Please reproduce the line containing "# put a marker on the hook" and every line after it in the records below, exactly and with nothing else.

» GIVEN DATA
----

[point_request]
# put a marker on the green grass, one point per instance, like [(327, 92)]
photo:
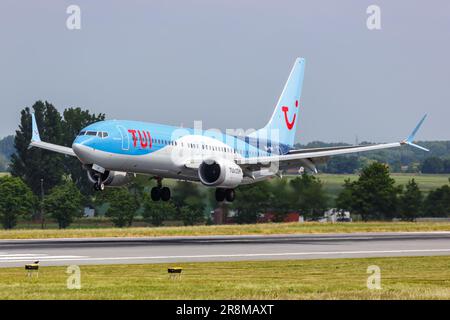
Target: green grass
[(333, 182), (250, 229), (401, 278)]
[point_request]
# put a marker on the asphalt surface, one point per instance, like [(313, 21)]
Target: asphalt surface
[(221, 248)]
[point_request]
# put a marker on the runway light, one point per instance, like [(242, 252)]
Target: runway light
[(32, 268), (175, 272)]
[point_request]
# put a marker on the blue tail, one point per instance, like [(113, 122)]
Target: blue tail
[(283, 123)]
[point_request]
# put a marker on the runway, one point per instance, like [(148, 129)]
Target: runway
[(56, 252)]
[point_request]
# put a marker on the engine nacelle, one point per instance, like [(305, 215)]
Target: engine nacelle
[(110, 178), (220, 173)]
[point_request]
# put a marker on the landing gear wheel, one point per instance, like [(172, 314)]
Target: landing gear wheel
[(229, 195), (165, 194), (220, 194), (155, 194)]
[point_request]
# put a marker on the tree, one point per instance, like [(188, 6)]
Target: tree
[(183, 190), (433, 165), (281, 199), (122, 206), (74, 120), (309, 197), (192, 211), (34, 164), (251, 200), (156, 212), (373, 195), (437, 203), (410, 202), (63, 203), (16, 199), (344, 200)]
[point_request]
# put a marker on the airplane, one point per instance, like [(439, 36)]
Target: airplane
[(113, 151)]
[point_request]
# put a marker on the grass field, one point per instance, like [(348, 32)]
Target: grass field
[(401, 278), (427, 182), (251, 229)]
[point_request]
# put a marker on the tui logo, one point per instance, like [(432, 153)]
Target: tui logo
[(285, 109)]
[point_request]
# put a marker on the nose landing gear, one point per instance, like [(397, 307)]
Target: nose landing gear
[(225, 194), (159, 192)]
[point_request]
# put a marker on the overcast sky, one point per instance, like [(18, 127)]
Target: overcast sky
[(226, 62)]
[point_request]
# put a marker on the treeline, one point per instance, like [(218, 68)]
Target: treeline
[(405, 159), (64, 203)]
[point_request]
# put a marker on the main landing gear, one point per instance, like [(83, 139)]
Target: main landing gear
[(159, 192), (99, 185), (225, 194)]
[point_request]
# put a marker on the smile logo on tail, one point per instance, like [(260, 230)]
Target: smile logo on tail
[(285, 109)]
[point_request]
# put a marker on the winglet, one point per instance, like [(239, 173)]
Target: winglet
[(410, 139), (35, 131)]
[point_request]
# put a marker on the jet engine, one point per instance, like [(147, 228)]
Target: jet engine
[(109, 178), (220, 173)]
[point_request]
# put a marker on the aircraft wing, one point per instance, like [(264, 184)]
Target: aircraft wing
[(310, 155), (36, 142)]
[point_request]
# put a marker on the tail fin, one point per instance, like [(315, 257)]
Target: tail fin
[(283, 122)]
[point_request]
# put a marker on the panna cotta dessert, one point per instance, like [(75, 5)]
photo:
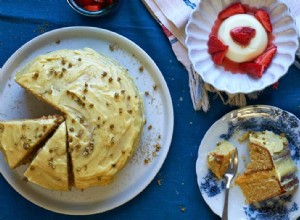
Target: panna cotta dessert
[(237, 52), (241, 40)]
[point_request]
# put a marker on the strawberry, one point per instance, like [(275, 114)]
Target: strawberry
[(275, 85), (266, 58), (93, 7), (253, 69), (242, 35), (218, 57), (236, 8), (215, 45), (263, 17)]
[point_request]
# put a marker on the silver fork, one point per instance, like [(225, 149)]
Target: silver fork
[(229, 175)]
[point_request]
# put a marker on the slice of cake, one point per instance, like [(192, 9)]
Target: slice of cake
[(103, 108), (218, 160), (271, 171), (49, 168), (18, 139)]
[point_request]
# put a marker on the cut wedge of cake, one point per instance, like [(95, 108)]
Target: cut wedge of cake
[(49, 168), (18, 139), (218, 160), (103, 108), (271, 171)]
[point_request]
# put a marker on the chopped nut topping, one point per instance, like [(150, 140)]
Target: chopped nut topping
[(35, 75)]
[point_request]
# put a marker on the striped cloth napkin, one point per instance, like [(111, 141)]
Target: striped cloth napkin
[(173, 16)]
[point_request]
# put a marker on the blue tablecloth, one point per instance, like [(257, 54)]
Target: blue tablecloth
[(178, 197)]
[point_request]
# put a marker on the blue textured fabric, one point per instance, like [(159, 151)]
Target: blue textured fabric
[(21, 21)]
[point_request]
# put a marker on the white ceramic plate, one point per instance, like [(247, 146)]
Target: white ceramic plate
[(230, 127), (198, 30), (159, 113)]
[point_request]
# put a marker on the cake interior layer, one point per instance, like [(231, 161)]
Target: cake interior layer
[(259, 186)]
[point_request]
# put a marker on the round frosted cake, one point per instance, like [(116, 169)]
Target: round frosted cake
[(102, 107)]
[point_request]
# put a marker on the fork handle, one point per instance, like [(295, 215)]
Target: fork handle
[(225, 209)]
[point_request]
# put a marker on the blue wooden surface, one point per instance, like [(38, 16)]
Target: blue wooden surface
[(21, 21)]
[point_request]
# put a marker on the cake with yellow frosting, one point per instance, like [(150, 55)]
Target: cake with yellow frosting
[(103, 109), (271, 171), (19, 139), (218, 160), (49, 168)]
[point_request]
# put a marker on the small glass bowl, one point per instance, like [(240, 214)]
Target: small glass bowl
[(101, 12)]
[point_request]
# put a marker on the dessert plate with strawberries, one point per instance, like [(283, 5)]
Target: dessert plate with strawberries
[(241, 46)]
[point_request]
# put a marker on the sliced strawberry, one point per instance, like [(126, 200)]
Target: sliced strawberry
[(253, 69), (215, 45), (264, 19), (266, 58), (275, 85), (93, 7), (234, 9), (242, 35), (218, 57)]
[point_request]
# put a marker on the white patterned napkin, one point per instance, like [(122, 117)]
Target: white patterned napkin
[(173, 15)]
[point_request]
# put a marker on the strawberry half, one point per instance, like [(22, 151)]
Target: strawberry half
[(234, 9), (218, 57), (266, 58), (263, 17), (242, 35), (215, 45), (253, 69)]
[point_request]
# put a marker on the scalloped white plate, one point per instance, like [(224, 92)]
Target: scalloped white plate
[(231, 127), (198, 30), (136, 175)]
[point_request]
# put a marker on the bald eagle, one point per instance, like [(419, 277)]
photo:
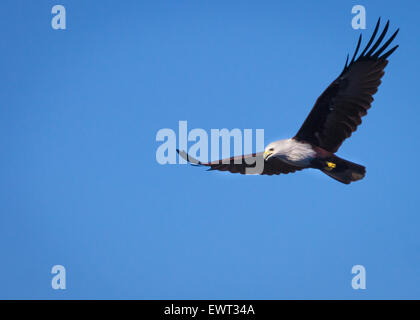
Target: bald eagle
[(335, 116)]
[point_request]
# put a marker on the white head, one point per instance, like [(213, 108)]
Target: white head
[(276, 148)]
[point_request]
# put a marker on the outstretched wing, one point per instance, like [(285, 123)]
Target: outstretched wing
[(245, 164), (339, 110)]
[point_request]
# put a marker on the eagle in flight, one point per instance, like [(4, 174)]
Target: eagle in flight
[(336, 114)]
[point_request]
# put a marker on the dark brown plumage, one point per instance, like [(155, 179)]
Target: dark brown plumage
[(339, 110), (238, 164), (335, 116)]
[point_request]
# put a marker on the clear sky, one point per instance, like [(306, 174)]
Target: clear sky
[(80, 185)]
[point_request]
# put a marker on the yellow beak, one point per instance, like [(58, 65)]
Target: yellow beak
[(267, 154)]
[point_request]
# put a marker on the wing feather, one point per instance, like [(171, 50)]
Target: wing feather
[(339, 110), (240, 164)]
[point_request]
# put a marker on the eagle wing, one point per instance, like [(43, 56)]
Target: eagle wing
[(339, 110), (245, 164)]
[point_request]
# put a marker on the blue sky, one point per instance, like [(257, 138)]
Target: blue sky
[(80, 185)]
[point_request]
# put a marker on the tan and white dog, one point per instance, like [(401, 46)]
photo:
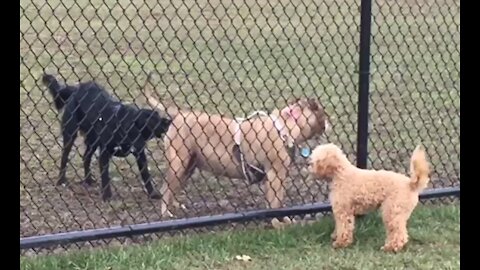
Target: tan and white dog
[(254, 148)]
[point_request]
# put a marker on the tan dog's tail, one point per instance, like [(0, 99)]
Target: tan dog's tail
[(153, 101), (419, 170)]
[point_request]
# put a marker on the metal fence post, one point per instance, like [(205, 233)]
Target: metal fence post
[(364, 81)]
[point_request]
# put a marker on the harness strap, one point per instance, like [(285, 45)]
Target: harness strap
[(237, 138)]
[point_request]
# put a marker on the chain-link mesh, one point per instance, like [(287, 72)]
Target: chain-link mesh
[(231, 57)]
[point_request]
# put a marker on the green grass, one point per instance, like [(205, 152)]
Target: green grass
[(233, 57), (434, 244)]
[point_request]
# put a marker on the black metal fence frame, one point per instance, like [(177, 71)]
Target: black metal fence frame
[(196, 222)]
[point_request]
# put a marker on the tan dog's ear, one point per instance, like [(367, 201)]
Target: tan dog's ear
[(313, 104), (292, 111)]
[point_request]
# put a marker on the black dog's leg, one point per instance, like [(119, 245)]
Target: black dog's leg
[(105, 157), (70, 131), (87, 160), (146, 177)]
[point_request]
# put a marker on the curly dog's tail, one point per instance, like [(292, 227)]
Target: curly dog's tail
[(419, 170)]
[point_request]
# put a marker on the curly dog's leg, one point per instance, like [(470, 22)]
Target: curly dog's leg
[(344, 227)]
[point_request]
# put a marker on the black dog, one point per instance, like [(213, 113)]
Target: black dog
[(117, 129)]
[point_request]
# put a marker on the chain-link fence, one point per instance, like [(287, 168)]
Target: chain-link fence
[(230, 58)]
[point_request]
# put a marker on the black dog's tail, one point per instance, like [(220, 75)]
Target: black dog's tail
[(59, 93)]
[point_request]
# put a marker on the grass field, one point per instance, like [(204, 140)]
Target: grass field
[(232, 57), (434, 244)]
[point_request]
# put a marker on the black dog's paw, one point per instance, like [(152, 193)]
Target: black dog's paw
[(106, 196), (88, 181), (155, 195), (62, 181)]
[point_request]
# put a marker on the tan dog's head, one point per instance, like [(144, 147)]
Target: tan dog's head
[(326, 160), (304, 119)]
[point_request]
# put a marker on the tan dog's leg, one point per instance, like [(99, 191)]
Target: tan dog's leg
[(395, 222), (178, 170), (344, 227)]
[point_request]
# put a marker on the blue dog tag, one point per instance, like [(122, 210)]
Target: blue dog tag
[(305, 152)]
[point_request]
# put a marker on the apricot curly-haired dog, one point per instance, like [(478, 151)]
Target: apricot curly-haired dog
[(355, 191)]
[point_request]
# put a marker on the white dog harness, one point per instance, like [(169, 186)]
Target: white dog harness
[(237, 138)]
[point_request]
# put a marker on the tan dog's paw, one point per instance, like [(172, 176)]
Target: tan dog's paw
[(167, 214), (277, 224), (333, 236), (340, 244), (390, 248)]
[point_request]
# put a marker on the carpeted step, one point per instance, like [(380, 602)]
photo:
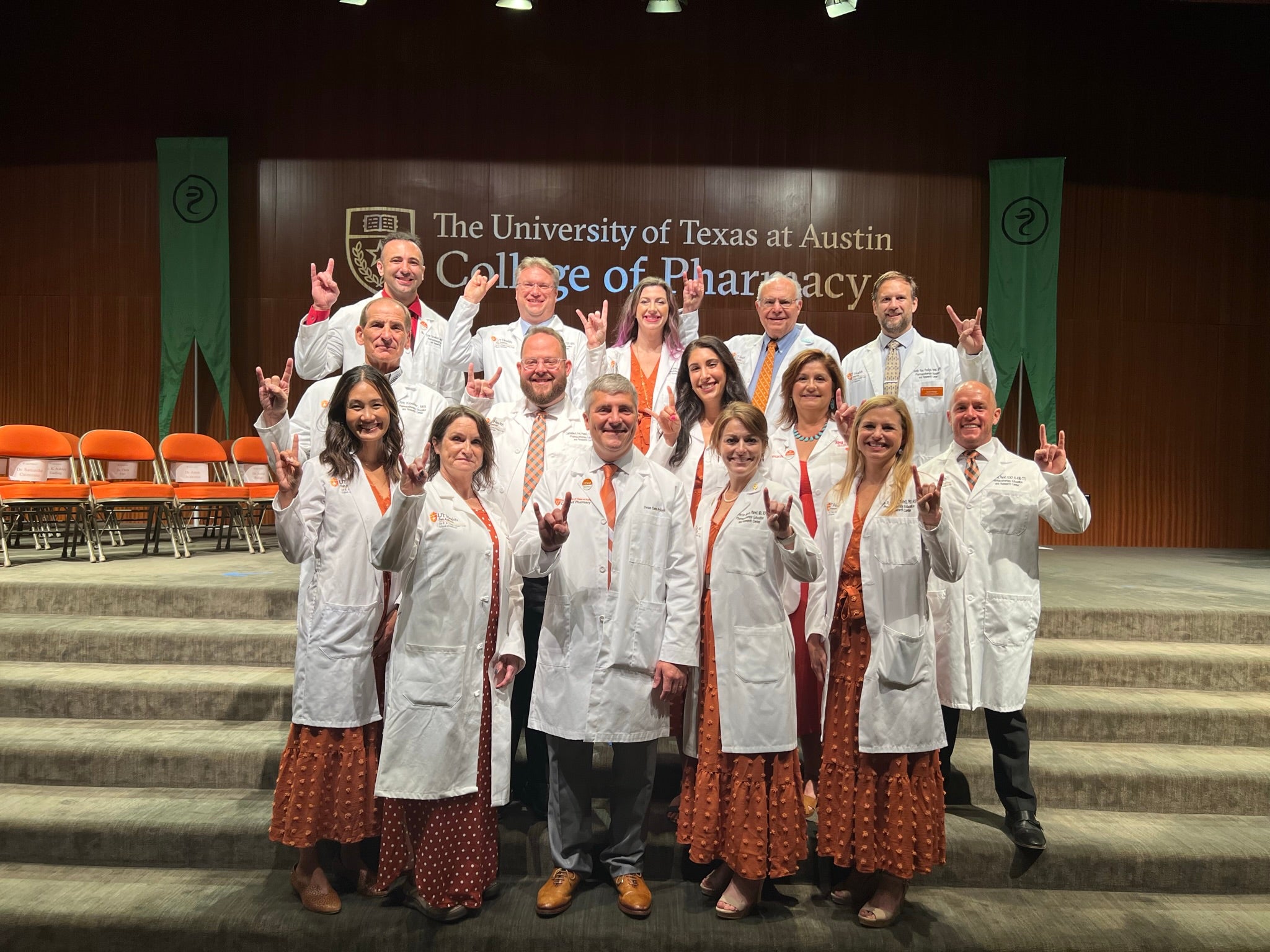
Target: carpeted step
[(1145, 716), (1165, 664), (73, 639), (1152, 777), (89, 753), (127, 691), (59, 909)]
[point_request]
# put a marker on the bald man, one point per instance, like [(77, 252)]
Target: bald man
[(986, 624)]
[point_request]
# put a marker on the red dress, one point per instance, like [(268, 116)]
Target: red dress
[(878, 811), (450, 843)]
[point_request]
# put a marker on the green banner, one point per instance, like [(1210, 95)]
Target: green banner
[(1026, 201), (193, 265)]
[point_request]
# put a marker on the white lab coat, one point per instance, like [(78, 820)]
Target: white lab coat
[(748, 351), (499, 347), (753, 643), (986, 624), (928, 377), (331, 347), (900, 706), (433, 697), (418, 407), (329, 524), (600, 645)]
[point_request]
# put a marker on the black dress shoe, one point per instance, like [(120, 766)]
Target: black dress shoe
[(1025, 831)]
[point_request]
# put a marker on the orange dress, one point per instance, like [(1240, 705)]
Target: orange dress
[(644, 386), (326, 787), (745, 809), (451, 843), (878, 811)]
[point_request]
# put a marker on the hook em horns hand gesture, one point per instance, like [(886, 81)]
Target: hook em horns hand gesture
[(928, 499), (554, 527), (969, 333), (1052, 457)]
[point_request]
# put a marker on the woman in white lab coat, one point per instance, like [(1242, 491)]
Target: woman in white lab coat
[(651, 334), (809, 452), (446, 760), (739, 798), (326, 511), (870, 638)]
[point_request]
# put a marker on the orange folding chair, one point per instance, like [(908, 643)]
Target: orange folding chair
[(252, 472), (208, 491), (48, 507), (117, 496)]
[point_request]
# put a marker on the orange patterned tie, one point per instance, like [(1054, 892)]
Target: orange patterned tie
[(763, 389), (534, 460)]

----

» SOLUTION TO THIS TASK
# put a marker on the hook em horns hand gesture, one point per instance, like [(886, 81)]
Target: hook em horns hand gesture
[(928, 499), (554, 527), (969, 333), (1052, 457)]
[point_request]
# put a marker on the woman in white lab coat, one point per instance, like [(1242, 491)]
Target: woman in white lab coat
[(651, 334), (809, 452), (446, 760), (739, 798), (326, 511), (870, 638)]
[point_request]
# put a marker on the orange folding chair, one point per instance, like [(908, 643)]
Target: orange folding chair
[(252, 472), (208, 491), (48, 507), (117, 496)]
[point_request]
# put a marker on the orange patterned tie, one point per instance, like [(1054, 892)]
Target: orange patterned tie
[(763, 389), (534, 460)]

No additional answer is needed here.